## Dataset records
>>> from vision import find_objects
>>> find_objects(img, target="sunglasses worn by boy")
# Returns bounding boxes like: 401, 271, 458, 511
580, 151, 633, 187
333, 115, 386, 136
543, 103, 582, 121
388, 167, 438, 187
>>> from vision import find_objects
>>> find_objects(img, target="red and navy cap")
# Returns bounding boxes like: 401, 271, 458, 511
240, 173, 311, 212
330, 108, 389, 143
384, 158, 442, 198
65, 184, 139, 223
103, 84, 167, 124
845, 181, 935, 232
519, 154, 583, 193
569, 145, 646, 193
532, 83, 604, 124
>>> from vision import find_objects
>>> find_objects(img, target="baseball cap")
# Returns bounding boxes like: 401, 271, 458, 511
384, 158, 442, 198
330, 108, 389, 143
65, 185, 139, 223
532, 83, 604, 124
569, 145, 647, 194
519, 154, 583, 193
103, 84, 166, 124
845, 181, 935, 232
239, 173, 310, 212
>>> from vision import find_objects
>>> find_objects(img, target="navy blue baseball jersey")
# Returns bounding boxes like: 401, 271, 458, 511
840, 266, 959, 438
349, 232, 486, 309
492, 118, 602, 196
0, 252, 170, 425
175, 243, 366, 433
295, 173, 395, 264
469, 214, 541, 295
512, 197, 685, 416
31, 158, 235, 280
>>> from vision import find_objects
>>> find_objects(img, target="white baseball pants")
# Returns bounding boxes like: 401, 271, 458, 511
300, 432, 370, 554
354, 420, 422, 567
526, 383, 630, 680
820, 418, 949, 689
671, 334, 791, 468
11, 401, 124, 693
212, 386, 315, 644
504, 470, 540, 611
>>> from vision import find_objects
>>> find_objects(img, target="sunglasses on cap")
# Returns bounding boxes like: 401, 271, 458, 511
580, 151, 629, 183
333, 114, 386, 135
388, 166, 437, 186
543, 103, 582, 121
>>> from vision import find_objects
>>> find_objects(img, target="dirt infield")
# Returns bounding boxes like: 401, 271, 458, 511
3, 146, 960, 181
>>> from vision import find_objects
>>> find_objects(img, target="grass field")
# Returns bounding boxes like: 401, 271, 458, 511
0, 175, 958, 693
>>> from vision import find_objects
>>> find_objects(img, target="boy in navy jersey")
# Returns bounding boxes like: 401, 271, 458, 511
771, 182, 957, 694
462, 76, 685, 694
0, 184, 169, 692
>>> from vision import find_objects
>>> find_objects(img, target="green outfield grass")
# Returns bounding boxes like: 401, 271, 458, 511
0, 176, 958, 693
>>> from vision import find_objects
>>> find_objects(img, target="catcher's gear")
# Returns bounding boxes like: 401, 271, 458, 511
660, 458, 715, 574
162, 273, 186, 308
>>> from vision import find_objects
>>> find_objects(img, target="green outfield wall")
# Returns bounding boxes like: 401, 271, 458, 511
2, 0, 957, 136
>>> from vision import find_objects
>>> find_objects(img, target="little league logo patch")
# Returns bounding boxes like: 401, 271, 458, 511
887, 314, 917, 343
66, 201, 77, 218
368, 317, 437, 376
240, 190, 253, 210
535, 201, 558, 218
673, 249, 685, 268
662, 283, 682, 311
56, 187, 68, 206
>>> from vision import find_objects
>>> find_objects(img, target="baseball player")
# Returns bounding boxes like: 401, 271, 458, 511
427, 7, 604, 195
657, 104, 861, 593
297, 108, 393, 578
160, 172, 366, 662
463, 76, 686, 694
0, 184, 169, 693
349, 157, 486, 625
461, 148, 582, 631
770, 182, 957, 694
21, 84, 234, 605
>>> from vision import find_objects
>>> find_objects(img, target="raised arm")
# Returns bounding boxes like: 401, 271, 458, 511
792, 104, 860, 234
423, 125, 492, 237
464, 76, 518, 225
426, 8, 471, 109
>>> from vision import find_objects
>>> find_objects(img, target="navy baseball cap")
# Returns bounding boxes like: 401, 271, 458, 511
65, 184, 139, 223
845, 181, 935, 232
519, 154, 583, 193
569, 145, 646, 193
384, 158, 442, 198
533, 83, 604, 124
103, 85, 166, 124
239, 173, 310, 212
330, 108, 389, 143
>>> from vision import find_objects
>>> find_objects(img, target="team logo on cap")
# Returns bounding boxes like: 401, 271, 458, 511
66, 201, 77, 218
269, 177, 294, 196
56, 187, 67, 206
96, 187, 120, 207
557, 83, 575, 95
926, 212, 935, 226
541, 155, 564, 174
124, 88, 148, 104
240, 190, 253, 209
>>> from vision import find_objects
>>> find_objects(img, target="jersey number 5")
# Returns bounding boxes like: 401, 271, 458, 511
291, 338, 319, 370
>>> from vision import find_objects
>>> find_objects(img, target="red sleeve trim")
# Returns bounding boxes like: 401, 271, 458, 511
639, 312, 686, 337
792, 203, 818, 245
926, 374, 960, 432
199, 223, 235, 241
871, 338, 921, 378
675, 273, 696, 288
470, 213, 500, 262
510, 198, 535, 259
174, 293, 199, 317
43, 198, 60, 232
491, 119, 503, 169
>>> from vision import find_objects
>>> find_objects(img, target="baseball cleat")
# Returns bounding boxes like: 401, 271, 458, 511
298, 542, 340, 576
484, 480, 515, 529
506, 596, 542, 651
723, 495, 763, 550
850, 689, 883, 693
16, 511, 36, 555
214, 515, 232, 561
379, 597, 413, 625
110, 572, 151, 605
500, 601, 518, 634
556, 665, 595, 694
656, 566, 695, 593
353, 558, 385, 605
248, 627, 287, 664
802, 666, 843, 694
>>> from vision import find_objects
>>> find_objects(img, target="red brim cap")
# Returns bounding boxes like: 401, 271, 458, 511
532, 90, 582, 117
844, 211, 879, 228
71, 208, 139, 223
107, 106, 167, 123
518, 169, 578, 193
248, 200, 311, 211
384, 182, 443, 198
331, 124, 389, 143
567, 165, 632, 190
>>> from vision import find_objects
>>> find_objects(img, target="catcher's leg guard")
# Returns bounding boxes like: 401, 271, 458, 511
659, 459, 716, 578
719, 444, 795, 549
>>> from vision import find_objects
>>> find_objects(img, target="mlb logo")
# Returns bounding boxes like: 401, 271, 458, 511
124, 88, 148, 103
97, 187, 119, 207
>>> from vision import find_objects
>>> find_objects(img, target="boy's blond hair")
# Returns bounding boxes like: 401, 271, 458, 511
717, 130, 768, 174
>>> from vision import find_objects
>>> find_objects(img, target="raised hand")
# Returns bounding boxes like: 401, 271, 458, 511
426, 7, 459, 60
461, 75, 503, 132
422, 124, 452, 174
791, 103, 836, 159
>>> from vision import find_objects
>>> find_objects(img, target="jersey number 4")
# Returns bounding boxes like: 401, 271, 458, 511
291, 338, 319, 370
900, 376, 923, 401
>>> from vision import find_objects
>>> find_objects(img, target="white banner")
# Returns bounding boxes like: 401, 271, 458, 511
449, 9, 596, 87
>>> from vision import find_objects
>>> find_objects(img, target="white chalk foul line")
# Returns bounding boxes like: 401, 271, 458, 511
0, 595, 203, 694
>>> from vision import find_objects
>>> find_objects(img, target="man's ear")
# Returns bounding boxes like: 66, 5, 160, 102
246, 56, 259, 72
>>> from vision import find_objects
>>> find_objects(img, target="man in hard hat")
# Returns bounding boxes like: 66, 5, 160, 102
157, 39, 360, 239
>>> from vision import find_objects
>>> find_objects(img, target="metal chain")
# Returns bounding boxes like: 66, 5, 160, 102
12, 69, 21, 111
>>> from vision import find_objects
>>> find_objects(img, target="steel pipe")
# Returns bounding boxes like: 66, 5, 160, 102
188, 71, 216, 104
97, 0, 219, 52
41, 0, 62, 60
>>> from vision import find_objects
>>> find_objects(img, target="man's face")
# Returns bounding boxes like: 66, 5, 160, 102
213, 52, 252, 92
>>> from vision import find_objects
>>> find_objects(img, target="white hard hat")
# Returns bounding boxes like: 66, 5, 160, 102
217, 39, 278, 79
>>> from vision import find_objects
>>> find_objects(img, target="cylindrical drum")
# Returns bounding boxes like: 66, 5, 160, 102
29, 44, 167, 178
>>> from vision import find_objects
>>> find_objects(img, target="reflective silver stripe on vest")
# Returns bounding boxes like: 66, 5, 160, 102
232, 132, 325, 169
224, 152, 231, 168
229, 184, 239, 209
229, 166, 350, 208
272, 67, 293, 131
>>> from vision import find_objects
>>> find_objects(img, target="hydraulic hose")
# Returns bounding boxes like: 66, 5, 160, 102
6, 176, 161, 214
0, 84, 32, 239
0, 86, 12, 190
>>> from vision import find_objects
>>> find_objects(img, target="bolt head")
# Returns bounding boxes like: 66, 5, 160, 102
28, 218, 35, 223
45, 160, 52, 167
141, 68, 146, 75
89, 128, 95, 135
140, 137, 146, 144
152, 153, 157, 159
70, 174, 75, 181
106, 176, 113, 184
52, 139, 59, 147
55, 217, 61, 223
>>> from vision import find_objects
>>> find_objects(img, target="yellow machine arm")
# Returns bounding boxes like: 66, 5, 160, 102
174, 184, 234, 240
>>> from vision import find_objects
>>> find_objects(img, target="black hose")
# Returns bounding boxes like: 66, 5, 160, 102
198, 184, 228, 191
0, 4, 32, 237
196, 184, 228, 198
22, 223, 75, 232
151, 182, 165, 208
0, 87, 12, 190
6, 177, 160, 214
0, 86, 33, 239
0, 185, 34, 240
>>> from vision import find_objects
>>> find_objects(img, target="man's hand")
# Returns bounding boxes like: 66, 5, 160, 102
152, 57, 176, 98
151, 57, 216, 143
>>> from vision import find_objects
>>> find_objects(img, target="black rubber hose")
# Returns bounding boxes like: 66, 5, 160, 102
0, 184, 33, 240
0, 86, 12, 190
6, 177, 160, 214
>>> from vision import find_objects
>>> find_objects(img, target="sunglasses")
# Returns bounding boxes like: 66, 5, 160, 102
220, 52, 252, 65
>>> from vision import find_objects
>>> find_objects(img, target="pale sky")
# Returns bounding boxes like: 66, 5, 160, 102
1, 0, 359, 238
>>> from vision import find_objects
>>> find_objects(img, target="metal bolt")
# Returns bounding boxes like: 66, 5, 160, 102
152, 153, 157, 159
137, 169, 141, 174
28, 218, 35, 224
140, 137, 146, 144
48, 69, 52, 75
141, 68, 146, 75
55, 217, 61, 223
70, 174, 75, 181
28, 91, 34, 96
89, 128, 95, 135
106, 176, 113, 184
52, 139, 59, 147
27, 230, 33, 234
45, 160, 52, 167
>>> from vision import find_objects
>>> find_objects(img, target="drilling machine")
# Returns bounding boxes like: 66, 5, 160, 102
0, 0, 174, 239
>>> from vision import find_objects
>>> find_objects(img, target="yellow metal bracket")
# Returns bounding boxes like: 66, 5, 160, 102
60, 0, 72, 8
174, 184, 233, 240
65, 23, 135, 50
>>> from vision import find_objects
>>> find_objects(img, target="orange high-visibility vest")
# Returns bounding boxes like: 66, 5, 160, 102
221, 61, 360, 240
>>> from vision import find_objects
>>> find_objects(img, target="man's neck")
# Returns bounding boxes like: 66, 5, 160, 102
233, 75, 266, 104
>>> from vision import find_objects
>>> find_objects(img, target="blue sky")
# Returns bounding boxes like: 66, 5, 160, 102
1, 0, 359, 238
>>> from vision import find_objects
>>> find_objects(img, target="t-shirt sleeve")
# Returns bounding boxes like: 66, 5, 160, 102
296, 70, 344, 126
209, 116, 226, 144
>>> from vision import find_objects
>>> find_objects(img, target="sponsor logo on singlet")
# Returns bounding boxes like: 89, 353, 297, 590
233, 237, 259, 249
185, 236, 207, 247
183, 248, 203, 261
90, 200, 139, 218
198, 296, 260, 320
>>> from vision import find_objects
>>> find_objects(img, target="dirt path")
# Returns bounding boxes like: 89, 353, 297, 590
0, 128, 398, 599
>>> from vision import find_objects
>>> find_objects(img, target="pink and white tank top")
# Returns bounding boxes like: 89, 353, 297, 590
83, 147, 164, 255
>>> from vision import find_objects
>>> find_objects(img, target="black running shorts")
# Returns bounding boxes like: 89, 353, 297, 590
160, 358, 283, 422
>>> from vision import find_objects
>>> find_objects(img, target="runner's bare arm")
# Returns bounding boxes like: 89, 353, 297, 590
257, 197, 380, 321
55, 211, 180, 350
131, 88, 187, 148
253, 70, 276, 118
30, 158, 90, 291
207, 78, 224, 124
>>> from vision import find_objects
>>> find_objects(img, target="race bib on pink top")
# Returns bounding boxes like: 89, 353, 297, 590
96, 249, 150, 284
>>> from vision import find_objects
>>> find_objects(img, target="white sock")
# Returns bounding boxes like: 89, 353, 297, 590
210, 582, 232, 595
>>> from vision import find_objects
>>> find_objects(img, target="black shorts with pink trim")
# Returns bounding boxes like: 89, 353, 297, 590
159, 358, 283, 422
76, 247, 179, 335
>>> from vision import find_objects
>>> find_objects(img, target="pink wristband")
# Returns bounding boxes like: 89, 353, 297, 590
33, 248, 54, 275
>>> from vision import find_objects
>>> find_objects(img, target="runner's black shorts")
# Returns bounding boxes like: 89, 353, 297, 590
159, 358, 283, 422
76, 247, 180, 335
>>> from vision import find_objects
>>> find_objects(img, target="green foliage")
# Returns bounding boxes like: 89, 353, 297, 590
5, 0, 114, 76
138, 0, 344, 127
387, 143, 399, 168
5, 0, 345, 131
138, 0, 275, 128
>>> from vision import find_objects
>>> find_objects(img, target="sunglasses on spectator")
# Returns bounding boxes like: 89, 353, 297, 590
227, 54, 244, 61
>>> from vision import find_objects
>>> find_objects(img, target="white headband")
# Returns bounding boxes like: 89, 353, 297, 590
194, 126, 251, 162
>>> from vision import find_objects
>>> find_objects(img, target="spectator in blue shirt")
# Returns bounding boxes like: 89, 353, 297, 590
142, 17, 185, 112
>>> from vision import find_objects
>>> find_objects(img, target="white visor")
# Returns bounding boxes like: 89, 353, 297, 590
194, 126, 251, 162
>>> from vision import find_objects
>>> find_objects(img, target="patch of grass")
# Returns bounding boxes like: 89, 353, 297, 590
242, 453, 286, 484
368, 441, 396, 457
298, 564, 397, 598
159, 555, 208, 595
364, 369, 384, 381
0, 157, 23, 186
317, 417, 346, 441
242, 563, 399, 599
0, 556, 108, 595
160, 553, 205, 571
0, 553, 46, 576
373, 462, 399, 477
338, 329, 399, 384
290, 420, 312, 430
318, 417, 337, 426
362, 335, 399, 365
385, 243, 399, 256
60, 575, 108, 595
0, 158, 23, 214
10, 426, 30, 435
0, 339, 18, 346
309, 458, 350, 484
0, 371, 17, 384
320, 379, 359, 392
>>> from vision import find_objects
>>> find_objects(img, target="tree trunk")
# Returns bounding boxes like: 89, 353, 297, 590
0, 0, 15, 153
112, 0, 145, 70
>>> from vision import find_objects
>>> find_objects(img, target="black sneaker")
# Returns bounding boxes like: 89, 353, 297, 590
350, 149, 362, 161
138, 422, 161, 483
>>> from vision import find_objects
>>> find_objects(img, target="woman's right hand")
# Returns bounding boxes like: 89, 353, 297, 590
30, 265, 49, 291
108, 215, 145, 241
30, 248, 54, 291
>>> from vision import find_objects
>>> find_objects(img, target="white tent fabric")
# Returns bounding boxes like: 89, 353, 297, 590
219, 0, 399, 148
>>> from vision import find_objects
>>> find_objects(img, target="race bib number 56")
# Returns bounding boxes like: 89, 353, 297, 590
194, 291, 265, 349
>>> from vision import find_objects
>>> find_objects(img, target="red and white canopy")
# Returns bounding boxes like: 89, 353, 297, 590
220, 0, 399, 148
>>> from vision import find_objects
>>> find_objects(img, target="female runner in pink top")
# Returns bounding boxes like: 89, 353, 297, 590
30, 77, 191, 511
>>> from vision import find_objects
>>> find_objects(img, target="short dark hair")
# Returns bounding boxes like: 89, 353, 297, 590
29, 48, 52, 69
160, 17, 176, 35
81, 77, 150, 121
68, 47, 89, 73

## What to do
As you read the records above, find each line that contains "hose" and copy it.

## Response to this exercise
>>> find_objects(img, target="hydraulic hose")
>>> find_objects(img, target="black hose")
>>> find_objects(img, target="black rubber hose")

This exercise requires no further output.